◆ **Work to do**: Copy out all of the material exactly as presented.

◆ **Information supplied**:
◇ ◇ ◇ ◇ ◇ ◇ ◇

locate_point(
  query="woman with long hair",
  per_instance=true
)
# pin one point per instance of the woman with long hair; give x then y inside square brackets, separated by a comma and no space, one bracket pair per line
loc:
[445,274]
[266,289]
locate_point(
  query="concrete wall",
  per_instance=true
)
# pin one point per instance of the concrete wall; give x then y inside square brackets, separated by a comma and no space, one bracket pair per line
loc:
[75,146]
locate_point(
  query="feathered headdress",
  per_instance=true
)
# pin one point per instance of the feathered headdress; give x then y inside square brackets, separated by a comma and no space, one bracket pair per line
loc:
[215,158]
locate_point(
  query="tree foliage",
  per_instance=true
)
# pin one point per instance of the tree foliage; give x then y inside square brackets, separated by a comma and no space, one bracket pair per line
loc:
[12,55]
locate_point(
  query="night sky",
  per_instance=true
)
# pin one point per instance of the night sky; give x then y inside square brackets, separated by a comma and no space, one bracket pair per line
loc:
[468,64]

◇ ◇ ◇ ◇ ◇ ◇ ◇

◆ **Solution**:
locate_point(
  query="woman with long hair",
  per_instance=true
)
# pin one point per instance of the woman with long hair; give x then y inside square brackets, separated by a comma and no space, one bracket pair per line
loc:
[445,274]
[266,289]
locate_point(
  query="concrete wall",
  per_instance=true
)
# pin one point per instance of the concrete wall; give x then y inside square brackets, separated by a comma and no space, one bracket pair per line
loc:
[75,146]
locate_point(
  query="feathered headdress",
  per_instance=true
)
# pin one point per instance of the feathered headdress; give x then y inside square brackets, separated by a comma and no space, one bracket pair per line
loc:
[215,158]
locate_point(
  query="tree foliage",
  per_instance=true
)
# pin one point per instance of the tree foliage; give x then y inside square brackets, separated by a comma and no space, one bracket pair per line
loc:
[12,55]
locate_point(
  query="night sky",
  per_instance=true
)
# pin one point per instance of the night sky; give x then y inside square brackets, separated by a comma and no space, one bracket pair per line
loc:
[468,64]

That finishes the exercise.